3. Cluster Configuration

Using the bellow config as a template, modify the file ~/.parallelcluster/config with your own Keys/IDs. For documentation of all the options see: https://docs.aws.amazon.com/parallelcluster/latest/ug/configuration.html

~/.parallelcluster/config

[aws]
aws_access_key_id = <Access key ID>
aws_secret_access_key = <Secret access key>
aws_region_name = <Region>

[global]
cluster_template = default
update_check = true
sanity_check = true

[vpc default]
vpc_id = <VPC ID>
master_subnet_id = <Subnet ID>
additional_sg = <Security Group>
use_public_ips = true

# you can specify up to 5 EBS Shared Directories. 
# Note: /home/ is already shared with the compute instances 
#       (but it is located on the master instances drive)
[ebs lumericalproducts]
# Products installed on the master node will be shared by all compute nodes.
shared_dir = opt/lumerical
volume_size = 25

[cluster default]
key_name = <Key-pair Name>
vpc_settings = default

# OS Options: centos6, centos7, rhel6, rhel7 are supported. 
#    alinux is not supported, we only support alinux2 which 
#    AWS ParallelCluster does not support.

**Data extract:**
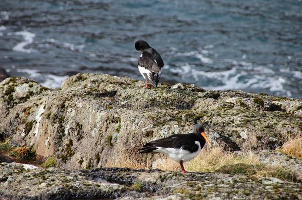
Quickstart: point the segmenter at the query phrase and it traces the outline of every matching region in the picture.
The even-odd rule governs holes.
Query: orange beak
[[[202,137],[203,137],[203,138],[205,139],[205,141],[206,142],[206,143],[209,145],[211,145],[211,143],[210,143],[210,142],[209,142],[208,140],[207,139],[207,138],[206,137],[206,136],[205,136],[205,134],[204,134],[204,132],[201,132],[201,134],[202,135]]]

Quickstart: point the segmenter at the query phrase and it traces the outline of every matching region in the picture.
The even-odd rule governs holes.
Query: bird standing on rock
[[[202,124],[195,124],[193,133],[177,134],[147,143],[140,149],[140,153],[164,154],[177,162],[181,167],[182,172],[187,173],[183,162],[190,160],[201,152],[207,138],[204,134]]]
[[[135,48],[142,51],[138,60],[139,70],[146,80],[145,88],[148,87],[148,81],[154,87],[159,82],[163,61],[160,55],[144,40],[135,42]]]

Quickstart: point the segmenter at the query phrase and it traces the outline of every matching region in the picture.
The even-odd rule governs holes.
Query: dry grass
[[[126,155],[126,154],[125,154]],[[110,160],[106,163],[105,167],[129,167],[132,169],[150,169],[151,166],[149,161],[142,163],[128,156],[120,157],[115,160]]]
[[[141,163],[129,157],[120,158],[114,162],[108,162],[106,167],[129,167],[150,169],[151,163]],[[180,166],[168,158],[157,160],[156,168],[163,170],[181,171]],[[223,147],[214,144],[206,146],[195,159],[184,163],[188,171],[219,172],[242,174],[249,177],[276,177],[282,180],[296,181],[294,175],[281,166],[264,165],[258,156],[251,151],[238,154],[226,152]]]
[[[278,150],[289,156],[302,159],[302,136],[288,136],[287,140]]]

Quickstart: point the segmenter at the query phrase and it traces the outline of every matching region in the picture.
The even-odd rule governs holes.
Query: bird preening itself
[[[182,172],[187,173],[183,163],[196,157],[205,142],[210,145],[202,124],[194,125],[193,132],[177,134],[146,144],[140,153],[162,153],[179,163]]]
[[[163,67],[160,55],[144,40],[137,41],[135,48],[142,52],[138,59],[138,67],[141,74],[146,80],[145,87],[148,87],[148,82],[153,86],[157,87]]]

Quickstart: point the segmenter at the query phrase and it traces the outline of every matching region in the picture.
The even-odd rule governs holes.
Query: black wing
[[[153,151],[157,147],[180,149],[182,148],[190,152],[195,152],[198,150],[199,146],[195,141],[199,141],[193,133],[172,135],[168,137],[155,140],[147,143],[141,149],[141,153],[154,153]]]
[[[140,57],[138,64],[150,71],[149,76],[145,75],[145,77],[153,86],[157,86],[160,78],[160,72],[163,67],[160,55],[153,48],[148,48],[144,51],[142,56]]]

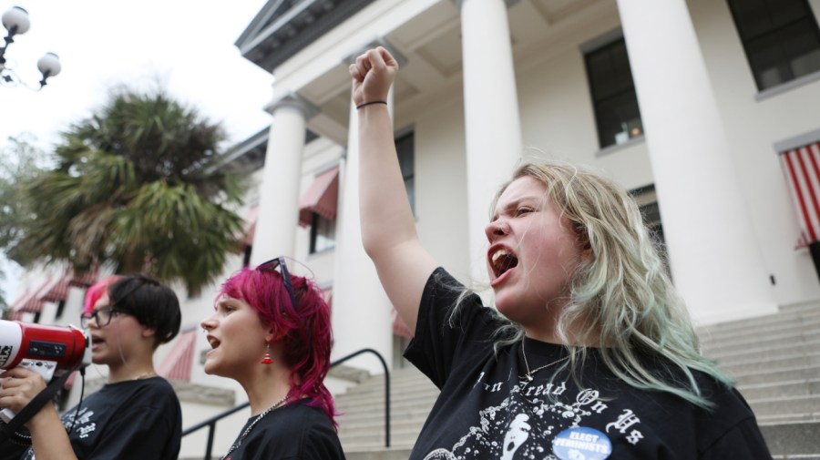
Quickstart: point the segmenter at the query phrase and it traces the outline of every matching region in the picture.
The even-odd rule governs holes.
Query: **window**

**Goal:** Continue the cluster configuration text above, starting right after its last line.

**The response:**
base_os = centos7

# the t3.micro is recomended by AWS ParallelCluster, 
#    if you wish to do pre and post processing on the master instance 
#    select something larger
master_instance_type = t3.micro

# the c5.large is the smallest instance that supports placement groups 
#    (needed for distributed MPI jobs), great for testing.
compute_instance_type = c5.large

# scheduler options: sge, slurm torque
scheduler = slurm

# When DYNAMIC is set, a unique placement group will be created 
#    and deleted as part of the cluster stack.
placement_group = DYNAMIC 

# only the compute nodes are in a placement group of type "cluster"
placement = compute 

# The bellow settings can be updated later by running: 
#     pcluster update aws-pcluster-demo
initial_queue_size = 0
max_queue_size = 2

# To sleep all compute nodes when there are no jobs in queue, set to false
maintain_initial_size = false

# can be a comman-seperated list, up to 5
ebs_settings = lumericalproducts

# EFA = Elastic Fabric Adapter, a high-speed network interface device for HPC. 
#    Use with c5n.18xlarge compute instances.
#    enable_efa = compute

# disable hyperthreading on all instances (AWS PC >= 2.5)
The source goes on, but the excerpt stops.